**ACTIVITY:** In the entries below, find the line with "Indicate the mouth" and the line with "Indicate the gray". Return those two lines and all lines between them, exactly.

--- DATA SECTION Enclosed Below ---

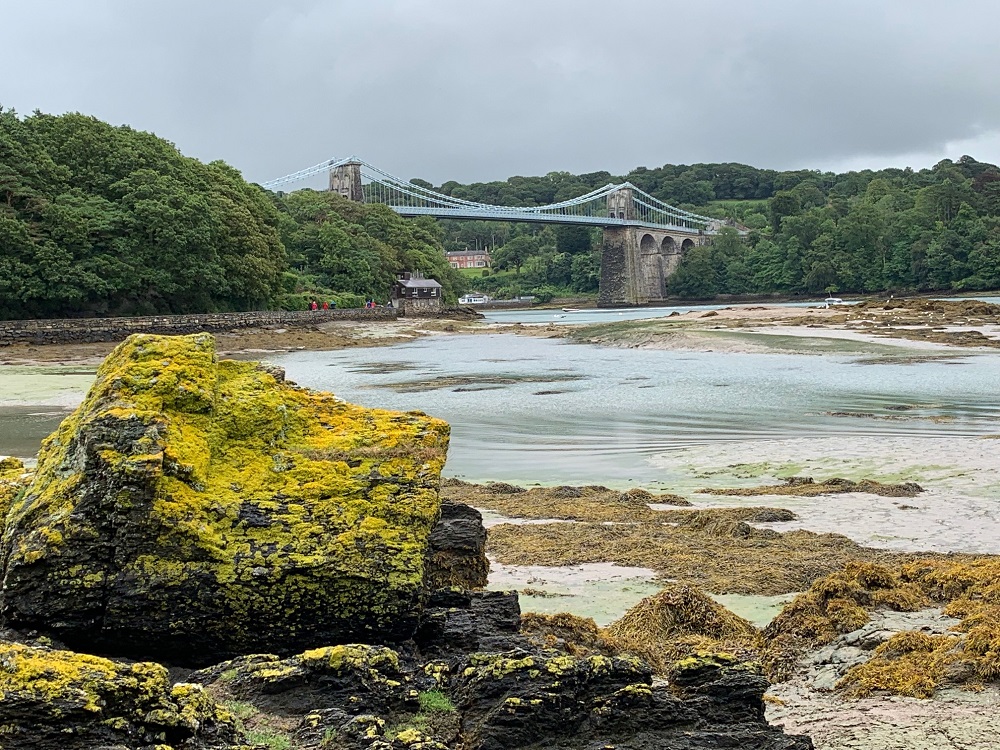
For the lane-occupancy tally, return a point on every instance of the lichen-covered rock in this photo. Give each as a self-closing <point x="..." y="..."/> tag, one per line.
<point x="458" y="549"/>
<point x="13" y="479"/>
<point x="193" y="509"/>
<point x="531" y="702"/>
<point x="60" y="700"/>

--- End of Enclosed DATA SECTION ---
--- DATA SECTION Enclosed Below ---

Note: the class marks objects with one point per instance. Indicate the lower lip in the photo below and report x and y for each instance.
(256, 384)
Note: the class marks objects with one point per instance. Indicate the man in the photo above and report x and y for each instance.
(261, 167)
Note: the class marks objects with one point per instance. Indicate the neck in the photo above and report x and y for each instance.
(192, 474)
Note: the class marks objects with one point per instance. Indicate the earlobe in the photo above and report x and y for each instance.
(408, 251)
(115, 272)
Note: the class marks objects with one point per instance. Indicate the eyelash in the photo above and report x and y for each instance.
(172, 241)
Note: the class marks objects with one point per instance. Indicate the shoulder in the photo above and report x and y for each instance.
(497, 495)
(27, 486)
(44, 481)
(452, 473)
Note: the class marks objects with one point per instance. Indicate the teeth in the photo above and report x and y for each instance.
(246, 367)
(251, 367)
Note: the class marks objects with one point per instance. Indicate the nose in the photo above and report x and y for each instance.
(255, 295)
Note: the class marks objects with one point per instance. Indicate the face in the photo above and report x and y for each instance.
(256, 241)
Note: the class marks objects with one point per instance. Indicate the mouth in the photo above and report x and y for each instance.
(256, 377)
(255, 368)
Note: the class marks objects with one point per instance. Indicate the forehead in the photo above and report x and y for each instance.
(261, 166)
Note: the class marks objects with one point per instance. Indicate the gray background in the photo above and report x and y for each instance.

--- End of Enclosed DATA SECTION ---

**RESPONSE AREA:**
Note: the class marks objects with one point per instance. Indicate the mouth in the photo above and report x and y for each instance.
(256, 377)
(255, 368)
Note: the class marks objects with one point per instance. Indicate the forehead in the photo above and report x and y for each instance.
(261, 166)
Note: the class marks objects with one point per instance. Indicate the gray background in the photo above and report x and y for each instance.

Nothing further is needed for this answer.